**EXERCISE AIM:** Count the lines in the items below that contain the string "face". Give only that number.

* BEGIN DATA LINES *

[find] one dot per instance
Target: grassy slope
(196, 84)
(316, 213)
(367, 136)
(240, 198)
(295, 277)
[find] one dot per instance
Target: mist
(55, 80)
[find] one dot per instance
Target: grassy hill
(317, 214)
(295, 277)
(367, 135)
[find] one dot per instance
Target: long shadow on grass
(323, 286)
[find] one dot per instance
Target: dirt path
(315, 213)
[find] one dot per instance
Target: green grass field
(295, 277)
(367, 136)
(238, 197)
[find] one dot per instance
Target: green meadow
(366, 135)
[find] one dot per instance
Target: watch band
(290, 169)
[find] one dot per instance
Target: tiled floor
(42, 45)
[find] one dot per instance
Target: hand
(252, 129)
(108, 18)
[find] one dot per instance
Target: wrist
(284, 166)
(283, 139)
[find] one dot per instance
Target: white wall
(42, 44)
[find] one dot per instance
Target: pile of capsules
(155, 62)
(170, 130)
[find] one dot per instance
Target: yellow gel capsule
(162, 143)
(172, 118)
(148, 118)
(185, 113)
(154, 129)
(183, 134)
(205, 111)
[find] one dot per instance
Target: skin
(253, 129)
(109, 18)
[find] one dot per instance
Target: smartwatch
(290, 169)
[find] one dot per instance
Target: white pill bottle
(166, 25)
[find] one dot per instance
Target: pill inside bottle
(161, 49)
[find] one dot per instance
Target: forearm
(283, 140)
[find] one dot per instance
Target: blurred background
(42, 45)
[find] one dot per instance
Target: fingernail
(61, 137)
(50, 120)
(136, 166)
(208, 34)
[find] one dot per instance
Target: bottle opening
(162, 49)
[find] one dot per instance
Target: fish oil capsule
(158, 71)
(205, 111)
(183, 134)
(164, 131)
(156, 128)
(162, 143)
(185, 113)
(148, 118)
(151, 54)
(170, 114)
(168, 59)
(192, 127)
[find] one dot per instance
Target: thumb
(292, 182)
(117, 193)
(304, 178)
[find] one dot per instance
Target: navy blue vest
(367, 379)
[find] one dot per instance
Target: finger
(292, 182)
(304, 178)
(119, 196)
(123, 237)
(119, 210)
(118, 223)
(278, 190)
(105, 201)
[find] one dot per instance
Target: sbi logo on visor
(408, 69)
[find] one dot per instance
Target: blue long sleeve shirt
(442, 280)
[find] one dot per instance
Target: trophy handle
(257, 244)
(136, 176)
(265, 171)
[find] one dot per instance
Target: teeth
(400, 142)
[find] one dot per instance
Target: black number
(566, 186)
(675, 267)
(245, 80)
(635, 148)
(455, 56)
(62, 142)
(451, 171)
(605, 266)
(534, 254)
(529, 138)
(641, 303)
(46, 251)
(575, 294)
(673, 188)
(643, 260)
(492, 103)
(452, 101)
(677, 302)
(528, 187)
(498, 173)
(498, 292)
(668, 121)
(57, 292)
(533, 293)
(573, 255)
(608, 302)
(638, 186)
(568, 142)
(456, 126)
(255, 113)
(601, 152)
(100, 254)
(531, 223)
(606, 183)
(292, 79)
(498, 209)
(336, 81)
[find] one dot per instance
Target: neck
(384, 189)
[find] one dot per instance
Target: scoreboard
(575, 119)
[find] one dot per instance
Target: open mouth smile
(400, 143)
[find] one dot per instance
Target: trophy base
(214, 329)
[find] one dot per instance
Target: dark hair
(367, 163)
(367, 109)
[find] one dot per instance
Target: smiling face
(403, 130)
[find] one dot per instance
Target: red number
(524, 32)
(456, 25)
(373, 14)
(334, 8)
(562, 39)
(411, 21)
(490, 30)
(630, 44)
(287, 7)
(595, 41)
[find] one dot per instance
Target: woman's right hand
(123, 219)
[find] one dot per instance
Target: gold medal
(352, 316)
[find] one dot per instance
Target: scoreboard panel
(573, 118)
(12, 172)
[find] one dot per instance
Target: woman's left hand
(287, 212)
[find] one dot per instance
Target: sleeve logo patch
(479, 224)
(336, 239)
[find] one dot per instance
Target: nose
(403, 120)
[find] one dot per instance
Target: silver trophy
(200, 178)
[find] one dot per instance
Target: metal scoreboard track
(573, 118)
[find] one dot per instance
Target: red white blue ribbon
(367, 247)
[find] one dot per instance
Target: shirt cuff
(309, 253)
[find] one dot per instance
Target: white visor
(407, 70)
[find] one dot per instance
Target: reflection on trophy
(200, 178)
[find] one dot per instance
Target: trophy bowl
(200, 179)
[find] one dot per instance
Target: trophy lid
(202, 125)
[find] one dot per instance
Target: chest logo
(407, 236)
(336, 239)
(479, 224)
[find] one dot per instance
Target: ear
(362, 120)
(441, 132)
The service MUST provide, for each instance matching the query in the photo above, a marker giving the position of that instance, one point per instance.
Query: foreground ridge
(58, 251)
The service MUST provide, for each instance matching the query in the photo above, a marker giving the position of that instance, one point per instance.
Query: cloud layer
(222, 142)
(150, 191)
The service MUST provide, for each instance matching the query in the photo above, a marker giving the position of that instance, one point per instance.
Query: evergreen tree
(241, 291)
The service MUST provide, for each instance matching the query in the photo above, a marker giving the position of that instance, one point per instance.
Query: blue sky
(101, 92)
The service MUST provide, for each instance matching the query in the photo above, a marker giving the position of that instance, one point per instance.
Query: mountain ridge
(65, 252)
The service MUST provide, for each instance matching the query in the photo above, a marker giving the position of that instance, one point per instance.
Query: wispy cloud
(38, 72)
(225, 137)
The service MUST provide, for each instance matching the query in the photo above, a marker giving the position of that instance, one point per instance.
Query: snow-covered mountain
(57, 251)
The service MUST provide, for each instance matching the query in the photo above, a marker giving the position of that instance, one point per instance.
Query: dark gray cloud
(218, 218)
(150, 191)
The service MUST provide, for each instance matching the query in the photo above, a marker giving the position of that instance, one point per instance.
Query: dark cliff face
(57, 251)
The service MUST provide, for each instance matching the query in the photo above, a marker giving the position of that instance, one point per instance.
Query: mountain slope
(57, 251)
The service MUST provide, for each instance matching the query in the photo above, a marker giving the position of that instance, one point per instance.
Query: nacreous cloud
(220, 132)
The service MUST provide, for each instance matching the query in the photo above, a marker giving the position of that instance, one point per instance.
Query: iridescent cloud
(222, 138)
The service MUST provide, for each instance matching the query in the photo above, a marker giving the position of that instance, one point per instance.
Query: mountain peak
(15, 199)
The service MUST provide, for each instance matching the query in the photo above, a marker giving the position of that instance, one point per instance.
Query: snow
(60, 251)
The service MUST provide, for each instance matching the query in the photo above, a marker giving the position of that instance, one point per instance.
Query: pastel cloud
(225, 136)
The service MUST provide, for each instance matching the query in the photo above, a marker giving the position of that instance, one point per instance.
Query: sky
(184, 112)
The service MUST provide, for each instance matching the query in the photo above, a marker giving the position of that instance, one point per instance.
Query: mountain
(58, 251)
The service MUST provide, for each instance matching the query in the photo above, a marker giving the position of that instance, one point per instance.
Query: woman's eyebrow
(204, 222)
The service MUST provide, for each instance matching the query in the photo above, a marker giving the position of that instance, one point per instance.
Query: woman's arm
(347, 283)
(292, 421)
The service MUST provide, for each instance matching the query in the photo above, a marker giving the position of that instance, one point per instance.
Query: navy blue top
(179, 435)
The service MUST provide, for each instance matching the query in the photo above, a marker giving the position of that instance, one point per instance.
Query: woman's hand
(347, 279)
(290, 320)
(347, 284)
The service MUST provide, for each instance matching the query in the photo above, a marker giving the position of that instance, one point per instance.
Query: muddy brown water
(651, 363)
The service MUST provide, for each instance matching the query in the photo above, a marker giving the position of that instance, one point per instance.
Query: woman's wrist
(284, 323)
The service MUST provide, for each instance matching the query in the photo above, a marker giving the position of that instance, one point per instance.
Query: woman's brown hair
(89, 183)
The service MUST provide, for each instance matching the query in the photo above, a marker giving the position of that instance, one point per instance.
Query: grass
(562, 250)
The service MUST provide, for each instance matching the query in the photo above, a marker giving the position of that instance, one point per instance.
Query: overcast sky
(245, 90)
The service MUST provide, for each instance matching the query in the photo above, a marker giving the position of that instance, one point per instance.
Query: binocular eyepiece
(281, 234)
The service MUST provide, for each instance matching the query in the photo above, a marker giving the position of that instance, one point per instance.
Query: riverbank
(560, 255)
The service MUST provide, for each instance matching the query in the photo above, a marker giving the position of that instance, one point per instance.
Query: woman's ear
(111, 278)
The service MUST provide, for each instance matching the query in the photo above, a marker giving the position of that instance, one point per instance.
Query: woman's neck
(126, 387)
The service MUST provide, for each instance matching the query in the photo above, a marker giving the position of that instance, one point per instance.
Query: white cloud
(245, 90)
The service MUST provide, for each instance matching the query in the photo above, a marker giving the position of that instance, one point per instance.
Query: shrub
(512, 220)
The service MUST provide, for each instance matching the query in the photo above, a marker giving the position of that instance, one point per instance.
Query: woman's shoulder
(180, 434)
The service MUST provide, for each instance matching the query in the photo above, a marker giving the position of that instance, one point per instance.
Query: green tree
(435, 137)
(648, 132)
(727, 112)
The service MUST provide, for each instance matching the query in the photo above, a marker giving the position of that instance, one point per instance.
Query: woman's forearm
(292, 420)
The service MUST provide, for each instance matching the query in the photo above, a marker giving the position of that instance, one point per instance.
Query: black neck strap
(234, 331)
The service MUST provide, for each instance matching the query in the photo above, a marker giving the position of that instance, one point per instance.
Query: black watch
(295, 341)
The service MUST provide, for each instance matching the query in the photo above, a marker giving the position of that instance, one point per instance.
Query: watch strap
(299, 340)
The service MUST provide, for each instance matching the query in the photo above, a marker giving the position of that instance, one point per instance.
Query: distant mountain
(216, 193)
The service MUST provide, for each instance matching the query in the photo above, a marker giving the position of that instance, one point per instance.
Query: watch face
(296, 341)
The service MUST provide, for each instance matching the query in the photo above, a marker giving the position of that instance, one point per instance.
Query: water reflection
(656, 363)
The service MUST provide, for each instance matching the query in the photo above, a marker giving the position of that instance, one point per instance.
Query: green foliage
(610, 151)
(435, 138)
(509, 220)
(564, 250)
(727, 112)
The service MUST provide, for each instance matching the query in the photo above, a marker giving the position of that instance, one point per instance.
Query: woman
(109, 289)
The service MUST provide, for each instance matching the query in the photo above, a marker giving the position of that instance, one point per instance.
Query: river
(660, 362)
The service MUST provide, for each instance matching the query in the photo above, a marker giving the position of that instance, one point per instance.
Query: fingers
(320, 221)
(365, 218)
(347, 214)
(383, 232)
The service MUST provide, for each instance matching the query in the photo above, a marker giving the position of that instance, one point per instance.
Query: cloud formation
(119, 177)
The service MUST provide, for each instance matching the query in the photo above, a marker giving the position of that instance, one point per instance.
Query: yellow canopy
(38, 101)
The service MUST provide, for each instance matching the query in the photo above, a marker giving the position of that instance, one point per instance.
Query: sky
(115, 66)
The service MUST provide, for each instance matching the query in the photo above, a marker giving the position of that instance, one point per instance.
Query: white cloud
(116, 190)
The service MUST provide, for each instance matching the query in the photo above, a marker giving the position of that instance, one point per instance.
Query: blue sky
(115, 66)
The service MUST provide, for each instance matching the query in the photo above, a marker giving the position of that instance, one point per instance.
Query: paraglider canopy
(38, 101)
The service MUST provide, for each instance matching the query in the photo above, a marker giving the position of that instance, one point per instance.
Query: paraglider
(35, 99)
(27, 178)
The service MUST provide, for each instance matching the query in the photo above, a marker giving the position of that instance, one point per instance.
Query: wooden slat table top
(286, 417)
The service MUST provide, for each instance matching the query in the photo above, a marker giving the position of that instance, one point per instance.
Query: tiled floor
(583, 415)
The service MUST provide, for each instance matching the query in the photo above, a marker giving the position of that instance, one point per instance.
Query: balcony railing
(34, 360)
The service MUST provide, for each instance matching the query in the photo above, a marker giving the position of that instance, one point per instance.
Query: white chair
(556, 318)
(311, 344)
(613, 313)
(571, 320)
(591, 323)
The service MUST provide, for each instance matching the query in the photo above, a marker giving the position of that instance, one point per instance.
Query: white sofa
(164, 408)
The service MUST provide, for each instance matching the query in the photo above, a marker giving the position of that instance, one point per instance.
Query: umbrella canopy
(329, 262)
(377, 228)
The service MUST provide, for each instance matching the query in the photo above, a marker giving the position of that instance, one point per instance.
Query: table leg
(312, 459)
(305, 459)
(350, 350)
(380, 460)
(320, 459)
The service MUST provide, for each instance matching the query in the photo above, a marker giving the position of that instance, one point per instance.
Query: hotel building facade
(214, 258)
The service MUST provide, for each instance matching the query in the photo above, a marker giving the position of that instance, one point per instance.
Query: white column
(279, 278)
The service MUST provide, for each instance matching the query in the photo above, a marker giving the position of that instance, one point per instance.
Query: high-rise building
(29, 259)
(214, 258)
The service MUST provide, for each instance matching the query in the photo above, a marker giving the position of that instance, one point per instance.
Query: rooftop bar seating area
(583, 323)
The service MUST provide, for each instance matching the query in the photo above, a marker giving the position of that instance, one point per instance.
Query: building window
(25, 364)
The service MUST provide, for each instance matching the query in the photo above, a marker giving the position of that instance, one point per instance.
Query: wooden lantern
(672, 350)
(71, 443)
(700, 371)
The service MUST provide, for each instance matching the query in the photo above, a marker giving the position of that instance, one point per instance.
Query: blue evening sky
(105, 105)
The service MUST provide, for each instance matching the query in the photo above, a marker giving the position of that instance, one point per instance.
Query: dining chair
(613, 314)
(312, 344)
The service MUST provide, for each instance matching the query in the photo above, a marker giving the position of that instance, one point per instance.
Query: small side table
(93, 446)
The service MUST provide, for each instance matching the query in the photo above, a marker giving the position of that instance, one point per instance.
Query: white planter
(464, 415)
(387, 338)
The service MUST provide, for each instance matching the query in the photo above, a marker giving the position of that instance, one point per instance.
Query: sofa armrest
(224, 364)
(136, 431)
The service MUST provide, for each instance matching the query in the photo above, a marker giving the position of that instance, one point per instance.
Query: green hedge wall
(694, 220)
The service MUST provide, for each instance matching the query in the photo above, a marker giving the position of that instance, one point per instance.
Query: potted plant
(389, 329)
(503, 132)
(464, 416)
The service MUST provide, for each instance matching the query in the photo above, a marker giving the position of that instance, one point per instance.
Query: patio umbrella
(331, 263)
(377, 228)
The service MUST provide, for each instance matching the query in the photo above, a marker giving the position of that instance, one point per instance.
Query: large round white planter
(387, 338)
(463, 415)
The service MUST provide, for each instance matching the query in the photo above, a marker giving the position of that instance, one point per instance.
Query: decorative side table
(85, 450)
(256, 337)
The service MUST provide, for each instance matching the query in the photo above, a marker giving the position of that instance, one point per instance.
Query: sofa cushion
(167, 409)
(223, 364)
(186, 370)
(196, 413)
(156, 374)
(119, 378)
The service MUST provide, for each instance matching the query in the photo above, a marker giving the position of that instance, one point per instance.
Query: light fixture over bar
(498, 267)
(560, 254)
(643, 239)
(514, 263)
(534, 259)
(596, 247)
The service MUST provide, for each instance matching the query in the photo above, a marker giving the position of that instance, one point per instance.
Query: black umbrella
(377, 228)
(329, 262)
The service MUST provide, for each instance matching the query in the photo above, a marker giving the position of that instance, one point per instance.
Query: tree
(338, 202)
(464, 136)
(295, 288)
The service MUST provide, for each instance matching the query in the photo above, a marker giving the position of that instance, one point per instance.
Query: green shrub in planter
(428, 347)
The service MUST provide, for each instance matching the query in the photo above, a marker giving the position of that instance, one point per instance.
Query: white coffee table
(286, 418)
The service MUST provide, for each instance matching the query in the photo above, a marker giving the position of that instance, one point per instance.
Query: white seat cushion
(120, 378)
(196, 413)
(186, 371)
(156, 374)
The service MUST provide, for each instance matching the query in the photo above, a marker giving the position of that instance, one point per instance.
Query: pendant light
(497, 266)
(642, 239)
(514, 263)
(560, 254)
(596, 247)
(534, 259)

* END DATA LINES *

**RIGHT ANSWER:** 3